#### TEXT EXTRACT ####
# Crabs



## submariner (Oct 2, 2007)

I have about 4 crabs traps Anyone know when a good time of year is good to start putting them out. In that I will need to be putting out and picking up the same day, if you have an area you are willing to share that also would be nice.
thks ed


----------



## rr41mag (Sep 28, 2014)

I live on perdido bay. Theres a guy been running crab pots for around a month now.


----------



## FreeDiver (Jun 12, 2013)

Here, let me get you the numbers for the spots that funds my livelihood.... 


Go in to be bay, drop your traps...... It's pretty simple... 


Sent from my iPhone using Tapatalk


----------



## Chapman5011 (Mar 7, 2013)

I see a guy down at the bottom of the Bon scour river checking his traps every time I put my boat in the water


----------



## submariner (Oct 2, 2007)

FreeDiver said:


> Here, let me get you the numbers for the spots that funds my livelihood....
> 
> 
> Go in to be bay, drop your traps...... It's pretty simple...
> ...
####
Turn the paragraph in the thread above that starts with "I have about 4 crabs traps" into a short list that keeps its main points.
#### GIVEN INFORMATION ####
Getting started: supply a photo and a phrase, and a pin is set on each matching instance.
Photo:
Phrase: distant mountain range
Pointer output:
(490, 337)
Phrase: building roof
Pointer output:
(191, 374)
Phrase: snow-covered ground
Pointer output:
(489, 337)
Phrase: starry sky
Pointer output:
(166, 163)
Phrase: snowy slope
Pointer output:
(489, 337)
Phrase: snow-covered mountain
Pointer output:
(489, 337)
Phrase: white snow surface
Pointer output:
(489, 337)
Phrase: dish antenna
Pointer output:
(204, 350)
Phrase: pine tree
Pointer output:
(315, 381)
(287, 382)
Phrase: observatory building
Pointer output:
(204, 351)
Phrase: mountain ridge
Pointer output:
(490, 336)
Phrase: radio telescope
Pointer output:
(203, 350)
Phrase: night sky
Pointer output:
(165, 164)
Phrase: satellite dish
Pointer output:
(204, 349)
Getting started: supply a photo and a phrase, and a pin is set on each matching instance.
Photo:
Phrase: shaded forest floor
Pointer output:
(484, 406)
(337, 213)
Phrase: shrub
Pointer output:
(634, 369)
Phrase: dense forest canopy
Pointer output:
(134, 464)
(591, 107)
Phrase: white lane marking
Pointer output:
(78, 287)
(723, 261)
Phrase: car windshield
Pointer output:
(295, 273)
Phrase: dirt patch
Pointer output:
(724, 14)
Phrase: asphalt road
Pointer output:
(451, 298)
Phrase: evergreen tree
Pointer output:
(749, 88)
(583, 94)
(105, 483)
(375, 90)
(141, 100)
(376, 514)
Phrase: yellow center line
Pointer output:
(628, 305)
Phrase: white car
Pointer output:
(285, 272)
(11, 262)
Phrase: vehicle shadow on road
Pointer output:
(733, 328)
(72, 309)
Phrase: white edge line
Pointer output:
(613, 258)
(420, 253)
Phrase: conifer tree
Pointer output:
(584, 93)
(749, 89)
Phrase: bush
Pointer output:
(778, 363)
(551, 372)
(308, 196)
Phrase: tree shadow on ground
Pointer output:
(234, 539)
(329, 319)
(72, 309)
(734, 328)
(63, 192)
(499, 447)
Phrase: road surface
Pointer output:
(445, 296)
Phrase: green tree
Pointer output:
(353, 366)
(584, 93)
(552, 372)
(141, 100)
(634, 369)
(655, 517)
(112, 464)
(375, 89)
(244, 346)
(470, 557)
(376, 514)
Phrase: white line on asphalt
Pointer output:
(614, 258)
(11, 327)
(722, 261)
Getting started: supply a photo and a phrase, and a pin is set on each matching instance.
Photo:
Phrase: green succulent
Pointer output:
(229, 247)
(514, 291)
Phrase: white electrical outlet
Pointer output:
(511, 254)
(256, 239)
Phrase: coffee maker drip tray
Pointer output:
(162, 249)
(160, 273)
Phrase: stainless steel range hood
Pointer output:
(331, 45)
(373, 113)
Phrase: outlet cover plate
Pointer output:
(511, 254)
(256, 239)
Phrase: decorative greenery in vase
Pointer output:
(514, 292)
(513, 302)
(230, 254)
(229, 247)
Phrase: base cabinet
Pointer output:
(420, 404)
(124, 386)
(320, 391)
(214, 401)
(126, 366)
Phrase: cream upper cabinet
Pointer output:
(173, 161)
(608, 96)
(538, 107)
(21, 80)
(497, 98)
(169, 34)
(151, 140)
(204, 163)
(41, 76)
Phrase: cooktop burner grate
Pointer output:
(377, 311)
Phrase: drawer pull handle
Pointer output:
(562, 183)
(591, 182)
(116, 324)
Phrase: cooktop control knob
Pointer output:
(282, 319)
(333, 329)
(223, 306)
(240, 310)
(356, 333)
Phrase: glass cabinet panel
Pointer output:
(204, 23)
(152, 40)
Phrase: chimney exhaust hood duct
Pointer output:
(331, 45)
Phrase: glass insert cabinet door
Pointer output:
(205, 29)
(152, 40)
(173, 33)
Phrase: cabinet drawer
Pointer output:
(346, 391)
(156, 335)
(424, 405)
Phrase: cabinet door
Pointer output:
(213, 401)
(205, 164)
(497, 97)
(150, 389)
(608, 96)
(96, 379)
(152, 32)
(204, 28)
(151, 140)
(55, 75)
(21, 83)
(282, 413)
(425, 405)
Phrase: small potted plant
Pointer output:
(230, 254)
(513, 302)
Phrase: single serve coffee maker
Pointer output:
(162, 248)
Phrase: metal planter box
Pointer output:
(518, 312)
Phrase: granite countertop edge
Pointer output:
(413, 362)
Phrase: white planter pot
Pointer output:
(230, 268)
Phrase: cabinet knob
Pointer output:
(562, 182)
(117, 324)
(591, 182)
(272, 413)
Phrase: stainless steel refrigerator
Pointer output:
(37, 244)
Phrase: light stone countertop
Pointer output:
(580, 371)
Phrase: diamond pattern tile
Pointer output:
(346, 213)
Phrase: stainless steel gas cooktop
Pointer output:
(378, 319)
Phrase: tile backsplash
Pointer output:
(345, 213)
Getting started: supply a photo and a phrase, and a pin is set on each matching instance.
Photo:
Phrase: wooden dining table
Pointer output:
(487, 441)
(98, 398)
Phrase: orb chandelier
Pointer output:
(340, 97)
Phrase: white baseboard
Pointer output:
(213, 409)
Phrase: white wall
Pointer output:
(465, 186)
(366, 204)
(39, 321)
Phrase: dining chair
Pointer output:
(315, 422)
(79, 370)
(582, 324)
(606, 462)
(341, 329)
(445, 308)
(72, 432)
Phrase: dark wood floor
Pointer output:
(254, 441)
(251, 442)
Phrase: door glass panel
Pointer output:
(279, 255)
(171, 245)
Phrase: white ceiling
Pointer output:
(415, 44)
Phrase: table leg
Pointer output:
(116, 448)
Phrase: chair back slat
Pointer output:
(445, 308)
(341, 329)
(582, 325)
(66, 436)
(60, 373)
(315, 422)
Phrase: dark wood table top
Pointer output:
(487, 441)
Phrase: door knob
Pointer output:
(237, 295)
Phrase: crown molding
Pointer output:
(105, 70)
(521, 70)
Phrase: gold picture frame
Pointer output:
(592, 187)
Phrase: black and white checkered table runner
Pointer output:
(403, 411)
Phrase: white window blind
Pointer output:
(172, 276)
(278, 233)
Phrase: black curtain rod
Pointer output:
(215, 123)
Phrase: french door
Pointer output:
####
EXERCISE RESULT:
- Has about four crab traps.
- Asks what time of year is good for starting to put them out.
- Will need to put the traps out and pick them up on the same day.
- Would appreciate it if someone shared an area.